>> start Document

Designated HitterMarch 29, 2007
Enhanced Gameday
By Joe P. Sheehan

MLB.com's Gameday application is a blessing for people trying to follow out of market games. It's easy to use and clearly presents play-by-play information about the game. That's why I was excited when Enhanced Gameday debuted during the 2006 playoffs. Enhanced Gameday keeps the basic aspects of Gameday and adds detailed Type/Location/Velocity information about each pitch. I'm not entirely sure how the application works, but the basic idea is that high-speed cameras and motion-capture software track every pitch and determine various data points for each pitch.

zumaya1.jpgIf you're motivated to sift through the XML, you can do tons of neat things with this data. Joel Zumaya was my motivation to sift through the XML. Like many other people during the playoffs, I was captivated by Zumaya's ability to throw baseballs harder than anyone I had ever seen. According to Gameday, there were 23 pitches thrown faster than 100 MPH in the playoffs, and Zumaya threw 15 of them. (Amazingly, Justin Verlander threw the other eight.) The Guitar Hero's fastest pitch left his hand at almost 105 MPH and his average velocity during the playoffs was 96.6 MPH.

Obviously Zumaya can throw hard, but where were those pitches going? This graph shows where he threw all of his pitches, with each pitch colored by speed, along with an estimated strike-zone. The angle for this graph is from the catcher's perspective, similar to here. From this graph you can clearly see Zumaya's reliance on his fastball and that he struggled to consistently throw it for strikes.

Zumaya appeared to have a one pitch plan when he was attacking hitters, but what about someone who can't just rely on speed to retire hitters? How did Kenny Rogers go after batters? Here are velocity graphs for Rogers, split up by batter handedness. Rogers threw 87 pitches to left-handed batters and 162 to righties. He appeared to pound the outside part of the plate when facing both types of hitters and seemed focused on not coming inside and over the plate to righties. He also threw different off-speed pitches on the outside part of the plate, depending on the handedness of the batter. Lefties got a slower off-speed pitch, which consistently missed the strike-zone, as if he were tantalizing the hitter to chase a ball. Righties faced an off-speed pitch that was closer to the strike-zone. While these graphs are interesting, they aren't showing anything new.

rogers velo L.jpg rogers velo R.jpg

Information pinpointing the release points of pitchers is also included in the XML files. To my knowledge, accurate information regarding release points has never been available to the public. This graph shows the release point for Barry Zito, compared with all other pitchers who appeared in the 2006 playoffs. Zito's bizarre BABIP patterns have been discussed at Inside the Book and Catfish Stew. Perhaps one reason for these weird splits is Zito's release point, which is closer to that of a right-hander than a left-hander. Chad Bradford's inclusion on the graph emphasizes how different he is from a "normal" pitcher. Even Cla Meredith, who has the second lowest release point, is more than two feet higher than Bradford.

>> end Document
>> start Listed entries

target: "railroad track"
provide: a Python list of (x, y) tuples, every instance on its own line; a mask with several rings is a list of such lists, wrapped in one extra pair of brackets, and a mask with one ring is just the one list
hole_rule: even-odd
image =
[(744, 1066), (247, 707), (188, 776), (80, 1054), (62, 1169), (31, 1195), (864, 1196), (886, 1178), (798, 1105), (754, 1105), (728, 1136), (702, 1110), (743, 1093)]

>> end Listed entries

## Direction 1
Decide whether each statement agrees with the Enhanced Gameday article, answering yes or no and quoting the deciding words: (a) Zumaya threw 15 of the 23 pitches clocked above 100 MPH in the playoffs; (b) Rogers threw more pitches to left-handed batters than to right-handed ones; (c) Cla Meredith has the lowest release point of the pitchers on the graph.
## Direction 2
Continue the Enhanced Gameday article from its last sentence.
The records have nothing to do with what is asked here.

## Task result 1
(a) Yes: "there were 23 pitches thrown faster than 100 MPH in the playoffs, and Zumaya threw 15 of them."
(b) No: "Rogers threw 87 pitches to left-handed batters and 162 to righties."
(c) No: "Even Cla Meredith, who has the second lowest release point, is more than two feet higher than Bradford."

## Task result 2
Release Point.jpg

Here are the release points for four individual pitchers. Besides Zito, another interesting thing on this graph is the two distinct release points for Mike Mussina. Rogers and Chris Carpenter both had pitches where they changed their release point, but Mussina appears to have two deliberate release points. The release points for Mussina changed depending on the type of pitch that he threw.

Release Points.jpg

In order to classify what pitches Mussina threw, you need the horizontal and vertical "break" values given for every pitch. According to the Enhanced Gameday blog, break is defined as "the measurement of the distance between the location of the actual pitch thrown over the plate, and the calculated location of a ball thrown by the pitcher in the same way, with no spin." No measurement scale is given, but every pitch has a "fingerprint" consisting of its speed and two breaks, which identifies how the pitch spun through the air en-route to home plate. These fingerprints can be used to identify pitch types. Not every fastball will be exactly 89 MPH, with exact breaks, but all fastballs from a pitcher are going to have similar speeds and breaks, which are different compared to the speed and breaks for a curveball from that pitcher.

This graph shows the horizontal and vertical breaks vs. speed. The blue dots show the horizontal break for every pitch, while the red dots represent the vertical break. Each pitch has two dots, and from the graph, you can pick out clusters of Mussina's pitches.

Both Breaks.jpg

Here's the same graph, but with each type of pitch colored differently. Mussina has four pitches, two of which, B and C, he threw exclusively from his higher arm slot. The second graph is a close up of Mussina's release points, colored by the pitch type.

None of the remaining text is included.